TASK: Copy out every one of the records below word for word, keeping each line unchanged.
:: SUPPLIED RECORDS ::
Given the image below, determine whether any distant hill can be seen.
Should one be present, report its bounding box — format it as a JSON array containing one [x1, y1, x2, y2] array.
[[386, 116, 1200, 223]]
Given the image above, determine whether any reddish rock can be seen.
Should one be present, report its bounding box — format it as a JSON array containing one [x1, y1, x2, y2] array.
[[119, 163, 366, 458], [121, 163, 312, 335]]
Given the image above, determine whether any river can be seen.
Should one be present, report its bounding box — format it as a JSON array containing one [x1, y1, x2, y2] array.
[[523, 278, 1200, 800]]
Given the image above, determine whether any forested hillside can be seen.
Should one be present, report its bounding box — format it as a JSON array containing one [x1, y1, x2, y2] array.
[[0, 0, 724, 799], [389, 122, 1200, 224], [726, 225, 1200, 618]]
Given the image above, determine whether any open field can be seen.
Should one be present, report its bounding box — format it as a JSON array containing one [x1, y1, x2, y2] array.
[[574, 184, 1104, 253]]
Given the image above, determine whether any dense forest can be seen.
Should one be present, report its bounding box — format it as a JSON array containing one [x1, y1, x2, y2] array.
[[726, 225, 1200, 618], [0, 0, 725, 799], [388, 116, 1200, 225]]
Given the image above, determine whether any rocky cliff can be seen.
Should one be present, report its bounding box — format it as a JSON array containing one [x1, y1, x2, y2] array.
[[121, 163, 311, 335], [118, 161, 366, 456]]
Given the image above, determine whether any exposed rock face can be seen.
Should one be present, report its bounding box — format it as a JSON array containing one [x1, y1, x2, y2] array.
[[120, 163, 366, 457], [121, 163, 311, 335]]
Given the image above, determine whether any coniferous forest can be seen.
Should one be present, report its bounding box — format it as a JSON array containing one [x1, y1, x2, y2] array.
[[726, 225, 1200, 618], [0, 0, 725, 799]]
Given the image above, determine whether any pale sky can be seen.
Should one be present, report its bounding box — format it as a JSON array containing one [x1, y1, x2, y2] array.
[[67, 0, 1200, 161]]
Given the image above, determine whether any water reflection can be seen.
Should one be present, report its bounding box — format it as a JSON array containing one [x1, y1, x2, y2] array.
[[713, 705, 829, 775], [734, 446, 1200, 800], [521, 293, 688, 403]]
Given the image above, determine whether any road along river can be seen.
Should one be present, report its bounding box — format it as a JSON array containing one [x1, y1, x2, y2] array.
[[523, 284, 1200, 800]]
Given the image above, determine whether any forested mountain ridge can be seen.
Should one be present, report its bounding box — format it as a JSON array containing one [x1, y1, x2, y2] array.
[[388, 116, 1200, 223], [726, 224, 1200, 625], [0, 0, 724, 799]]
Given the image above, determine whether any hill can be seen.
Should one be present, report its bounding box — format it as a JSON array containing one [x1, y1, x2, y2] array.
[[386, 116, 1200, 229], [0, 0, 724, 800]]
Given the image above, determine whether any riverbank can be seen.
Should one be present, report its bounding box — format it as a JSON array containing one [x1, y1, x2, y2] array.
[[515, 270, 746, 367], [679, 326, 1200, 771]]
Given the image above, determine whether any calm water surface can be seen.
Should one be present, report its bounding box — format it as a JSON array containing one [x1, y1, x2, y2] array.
:::
OUTPUT:
Given the image below, determine whether any distant hill can be seen.
Should one be present, report its bounding box — format it as a JSON array containing one [x1, y1, x2, y2] array.
[[386, 116, 1200, 223]]
Given the image above, determine whether any reddish rock can be seen.
Should one be present, report its bounding box — format it as a JSON array containing one [x1, y1, x2, y2] array.
[[119, 163, 366, 458], [121, 163, 312, 335]]
Given the image above, determine whether any river can be seen.
Should one be present, report its bounding box — format it as a JSON array containing one [x1, y1, x2, y2] array.
[[523, 278, 1200, 800]]
Given the image above, determine whether any forested hillside can be seen.
Should one be present, report its bounding box — format it as a JSON array containing one [x1, y1, x2, y2] array.
[[0, 0, 724, 799], [389, 122, 1200, 224], [726, 225, 1200, 618]]
Given the image above, determine whether any open field can be seen.
Should one be present, report its bounding box — format it as a JSON array containing one [x1, y1, x2, y2] array.
[[574, 184, 1104, 253]]
Given the image above, determine whether any dense forest can be seen.
Should one be present, report its bounding box — format it as a JSON array containing one [x1, y1, x2, y2] array.
[[726, 225, 1200, 618], [0, 0, 725, 799], [388, 116, 1200, 225]]
Given the image above, determine whether any rocky cliff can be seen.
Should one be present, report its bounding box — format it as a JSON array containing one [x1, y1, x2, y2] array.
[[121, 163, 311, 335], [118, 161, 366, 456]]
Given the image above, determine whether any exposed rock face can be seen.
Should one be present, report its bounding box — format it as a JSON array containing one [x1, y1, x2, y2] array.
[[120, 163, 366, 457], [121, 163, 311, 335]]
Given the image above, determine whether any coniferous forest can be seen.
Should one be present, report its bounding box — format it as a JSON array containing one [x1, y1, x2, y2] array.
[[726, 225, 1200, 618], [0, 0, 725, 799]]
Given the image above, determine whether any pale sky can be seen.
Should one be present, report its bounding box — format it as a JSON array containing one [x1, y1, x2, y2] array.
[[67, 0, 1200, 161]]
Given the image above, determine whether any water reflection can be seen.
Should one be present, report its bounding box — format it as a JSON array containing one [x1, y1, x2, y2] array.
[[713, 705, 829, 775], [734, 446, 1200, 800], [521, 293, 688, 403]]
Given the image above, determine whether any road along river can be seen.
Should one be present, report its bounding box — format it as a JSON array containing one [x1, y1, x2, y2] array.
[[523, 284, 1200, 800]]
Given the image above, determine whether any forested mountain ridge can be seen.
Should one be present, report its bounding box — format it as a JSON array containing one [x1, y1, x2, y2] array.
[[388, 116, 1200, 223], [726, 224, 1200, 625], [0, 0, 724, 799]]
Given the image above, determine whether any hill can be seen.
Should one be present, report its bounding box — format it as a JSON array containing one [x1, y1, x2, y2] array.
[[386, 116, 1200, 229], [0, 0, 724, 800]]
Given the image above, determine whether any riverbank can be seen.
Should one be present, report its bounding box — format it as a JSON array containing one [x1, y1, x2, y2] array.
[[515, 270, 746, 367], [679, 326, 1200, 771]]
Given the image above, determine whether any calm water surface can be seen.
Should one be present, report its bounding box — format it as a JSON array containing one [x1, y1, x2, y2] array.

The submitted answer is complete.